# Exercise details:
Every record must appear in your copy exactly as written, with no pictures.

# Data extract:
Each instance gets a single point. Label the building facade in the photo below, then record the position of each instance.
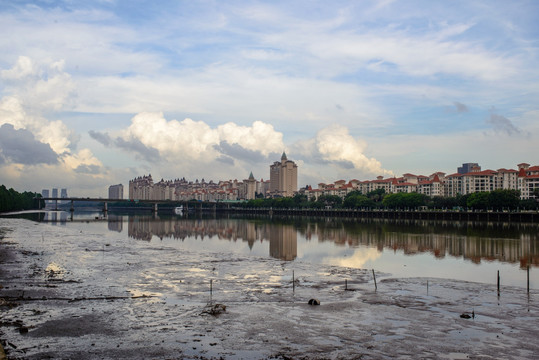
(283, 177)
(116, 191)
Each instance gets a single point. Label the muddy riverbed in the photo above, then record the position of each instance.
(72, 292)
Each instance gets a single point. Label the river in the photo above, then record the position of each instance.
(469, 251)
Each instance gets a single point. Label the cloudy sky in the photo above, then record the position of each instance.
(96, 93)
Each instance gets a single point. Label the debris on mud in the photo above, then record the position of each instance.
(214, 309)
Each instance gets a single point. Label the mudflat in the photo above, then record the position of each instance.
(71, 293)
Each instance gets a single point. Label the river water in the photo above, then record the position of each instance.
(467, 251)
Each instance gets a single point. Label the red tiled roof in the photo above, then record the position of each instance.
(481, 173)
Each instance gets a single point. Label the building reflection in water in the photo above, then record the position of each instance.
(512, 243)
(115, 222)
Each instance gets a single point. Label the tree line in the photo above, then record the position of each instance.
(497, 200)
(11, 200)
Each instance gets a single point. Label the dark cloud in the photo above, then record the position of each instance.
(103, 138)
(237, 151)
(225, 159)
(148, 153)
(88, 169)
(20, 146)
(502, 124)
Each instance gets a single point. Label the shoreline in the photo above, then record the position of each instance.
(138, 300)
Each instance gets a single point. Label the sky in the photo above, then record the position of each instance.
(96, 93)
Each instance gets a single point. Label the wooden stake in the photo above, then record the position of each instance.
(528, 278)
(498, 282)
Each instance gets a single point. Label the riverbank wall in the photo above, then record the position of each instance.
(528, 217)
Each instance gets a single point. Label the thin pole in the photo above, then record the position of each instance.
(528, 278)
(498, 282)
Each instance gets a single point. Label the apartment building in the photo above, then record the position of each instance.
(526, 180)
(283, 177)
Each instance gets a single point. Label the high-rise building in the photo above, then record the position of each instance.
(45, 193)
(116, 191)
(251, 187)
(468, 168)
(283, 177)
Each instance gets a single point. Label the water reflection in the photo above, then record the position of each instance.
(476, 242)
(282, 237)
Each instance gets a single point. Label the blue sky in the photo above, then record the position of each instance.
(96, 93)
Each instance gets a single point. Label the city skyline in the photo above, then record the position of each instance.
(97, 93)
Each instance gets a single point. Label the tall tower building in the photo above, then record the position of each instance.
(116, 191)
(251, 187)
(284, 177)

# Exercise response:
Each instance gets a single point. Label the building facade in the photo below, then record the position of each instance.
(283, 177)
(116, 191)
Each instance gets a single point. Label the muddy riverbed in the photo above, then record the position of each instance.
(72, 292)
Each instance gets a single point. Label the river in the photo above, then record the position of each instance.
(469, 251)
Each instance gets a single point. Label the cloudy sky in the photo above, then record the position of each instance.
(96, 93)
Each instance gets a single point. Label the debris on mud in the photo above, then record the position of each instance.
(214, 309)
Each instance gets a single point. Label the mudflat in the photo above, then record the position of each instance.
(71, 293)
Each instance gets a single point. Label the river water in the photo above, then record the position of each instance.
(467, 251)
Each instance gets a single point. Label the red tiled roof in the photo above, then record the position of each instance.
(481, 173)
Each instance gets a single point. Label the building reflection in water in the photo above, then record the position of each instance.
(512, 243)
(115, 222)
Each instance gets a single point. Label the tree line in the photo above, then record the position of each instance.
(497, 200)
(11, 200)
Each instance gets a single point. Label the dark cloud in the photo above, then record the position of each instance.
(103, 138)
(237, 151)
(225, 159)
(148, 153)
(88, 169)
(20, 146)
(502, 124)
Each instance gets a single point. Label the shoreline in the photo above, then record the position of each instance.
(138, 300)
Each instance gets a single point. Label the sky in the photo above, then record the position of each instance.
(96, 93)
Each instance gets a single point. Label the wooden stake in the photo above, then record the position of each instance.
(528, 278)
(498, 282)
Each instance gets a single point. Label the riverbank wall in the photo above, then record the position of each instance.
(528, 217)
Each instance gets a single point. Label the thin pole in the photo above, then record the position of each instance.
(528, 278)
(498, 282)
Each instance gets a single point. Label the apartment building in the photo above, then record the position of each instance.
(526, 180)
(283, 177)
Each instance gets a single point. Label the high-rise building in the photo above, then record the position of each instance.
(45, 193)
(116, 191)
(251, 187)
(468, 168)
(283, 177)
Each instance gets a single point. Label the water reflection in the photo above, then record the position of each instance.
(476, 242)
(282, 237)
Each instance gets a single point. Label the blue sky in the photo above, then record the position of each instance.
(96, 93)
Each instance gets a single point. Label the city skyline in the photo above, then record the position of each instance.
(97, 93)
Each instance gets a single point. Label the tall tower building in the photo above, then record the position of each instance.
(116, 191)
(251, 187)
(284, 177)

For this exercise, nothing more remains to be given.